ЦЕЛЬ ЗАДАНИЯ → Замените в отрывке о бое у пушек "поленом" на "бревном" и приведите этот отрывок, начиная с "- А что еще" и заканчивая "смерть римские легионеры.".

ВЫБРАННЫЙ ТЕКСТ →
**********
Вижу, как двое хватают за лафет, а больше никто. Кто валится, кто бежит. Бегу ко второй пушке - может быть, успеем из нее отбиться. Натыкаюсь на двух пожилых солдат. Один, что постарше, стоит, другой почему-то на корточках. Оба медленно поднимают руки. Меня этот жест озадачивает своей неожиданностью и противоестественностью. Растерянно спрашиваю:

- Что вы делаете?

Старший, прямо глядя мне в глаза, как-то раздумчиво произносит:

- А что еще делать? Не видите, что ли, сами?

У второй пушки такой же кошмар. Останавливаюсь, как от удара поленом по голове. Сбоку, совсем близко, выскакивает молодой парень в такой же сдвинутой на затылок каске и с тем же круглым, потным, раскрасневшимся лицом. Теперь его автомат у пояса прямо, чуть не в упор направлен на меня; палец на спусковом крючке.

Так вот она, моя смерть. Каждый видит свою смерть в каком-то образе, последнем для него. Один, как безучастное лицо врача, другой, как вопрошающее и расстроенное лицо близкого человека, третий, как муху на потолке или узор на обоях. Мне повезло: я, как древний язычник, вижу возбужденное молодое лицо бога войны. Так видели свою смерть римские легионеры.

На мгновение наши глаза встречаются. И вдруг происходит невероятное. Парень резко нагибает автомат и качнув его в сторону, как косарь взмахнув косою, дает короткую очередь.

Чувствую сильную подножку под правую ногу и падаю. Вскакиваю и опять падаю. Опять вскакиваю и опять падаю. Впечатление такое, что нога мягкая и расползается, когда я на нее становлюсь, но никакой боли нет. Тем временем все опустело, нет ни своих, ни немцев. У пушки неподвижно лежат несколько солдат; один - поперек лафета. Убиты они или ранены - не знаю; много ли увидишь лежа. Отползаю шагов на двадцать в густой ольшаник. Сильная стрельба идет где-то совсем близко. Одной очередью срезает несколько веток, которые падают на меня и рядом. Затем понемногу стрельба уходит дальше и наступает тишина. Ползу поглубже в лесок, там спокойнее.

Вот и разменялись пешками: недавно московский шахматист моей рукой снял с огромной доски пешку, а сегодня шахматист из Берлина снял с доски меня. Как просто, даже немного смешно.

Сейчас, вероятно, полдень. Точного времени я не знаю, так как у часов разбито стекло и смяты стрелки. Теплый, тихий осенний день. Спокойная добрая природа. Даже не верится, что здесь было всего несколько минут тому назад. Понемногу успокаиваюсь и привожу мысли в порядок. Во-первых, что с ногой? Сажусь и смотрю. Ботинок в крови и под ним лужица крови. Отпускаю шнурки, но ботинок не снимаю. Чистое полотенце, которое получил от Марии и с досады намотал на ноги, служит чистой повязкой, сейчас промокшей от крови, но предохранившей от попадания в рану грязи. Нога отекла и распухла и теперь, когда наступило успокоение, болит, особенно сильно при движениях и поворотах. Эта боль не дает мне посмотреть, одна у меня рана или две, насквозь или вслепую, и куда именно. С большим трудом размотал обмотки и убедился, что ранена стопа.
**********
ИСХОДНЫЕ ДАННЫЕ →
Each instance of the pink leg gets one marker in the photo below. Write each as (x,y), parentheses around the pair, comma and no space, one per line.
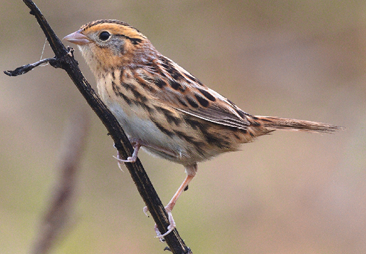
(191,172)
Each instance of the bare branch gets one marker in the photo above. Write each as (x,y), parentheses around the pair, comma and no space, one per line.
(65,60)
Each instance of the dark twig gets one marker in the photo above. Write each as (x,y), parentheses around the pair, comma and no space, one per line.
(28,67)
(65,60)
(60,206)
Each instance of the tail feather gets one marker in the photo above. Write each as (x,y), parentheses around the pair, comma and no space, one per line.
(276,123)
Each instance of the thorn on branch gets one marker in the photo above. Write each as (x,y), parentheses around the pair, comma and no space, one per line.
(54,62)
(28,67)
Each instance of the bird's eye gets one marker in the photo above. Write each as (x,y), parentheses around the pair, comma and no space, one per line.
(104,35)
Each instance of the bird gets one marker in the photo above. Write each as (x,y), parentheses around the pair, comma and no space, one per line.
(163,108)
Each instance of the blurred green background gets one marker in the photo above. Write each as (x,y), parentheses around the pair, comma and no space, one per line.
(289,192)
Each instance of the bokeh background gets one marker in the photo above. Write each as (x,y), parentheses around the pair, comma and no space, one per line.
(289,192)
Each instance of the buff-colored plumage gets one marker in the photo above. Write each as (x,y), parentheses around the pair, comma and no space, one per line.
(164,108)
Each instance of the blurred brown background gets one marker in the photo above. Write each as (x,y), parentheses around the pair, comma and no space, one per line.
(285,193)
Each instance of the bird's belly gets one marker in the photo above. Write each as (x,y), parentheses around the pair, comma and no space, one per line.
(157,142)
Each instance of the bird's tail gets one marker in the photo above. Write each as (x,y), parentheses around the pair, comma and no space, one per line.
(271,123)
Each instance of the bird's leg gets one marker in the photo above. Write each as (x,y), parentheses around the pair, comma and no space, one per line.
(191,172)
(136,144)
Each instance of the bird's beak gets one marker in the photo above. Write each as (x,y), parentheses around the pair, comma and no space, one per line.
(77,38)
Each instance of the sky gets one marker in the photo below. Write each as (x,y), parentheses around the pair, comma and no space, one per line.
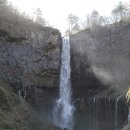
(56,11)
**********
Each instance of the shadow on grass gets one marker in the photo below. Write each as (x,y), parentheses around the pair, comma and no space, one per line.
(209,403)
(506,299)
**********
РЕЗУЛЬТАТ ЗАДАНИЯ →
- А что еще делать? Не видите, что ли, сами?

У второй пушки такой же кошмар. Останавливаюсь, как от удара бревном по голове. Сбоку, совсем близко, выскакивает молодой парень в такой же сдвинутой на затылок каске и с тем же круглым, потным, раскрасневшимся лицом. Теперь его автомат у пояса прямо, чуть не в упор направлен на меня; палец на спусковом крючке.

Так вот она, моя смерть. Каждый видит свою смерть в каком-то образе, последнем для него. Один, как безучастное лицо врача, другой, как вопрошающее и расстроенное лицо близкого человека, третий, как муху на потолке или узор на обоях. Мне повезло: я, как древний язычник, вижу возбужденное молодое лицо бога войны. Так видели свою смерть римские легионеры.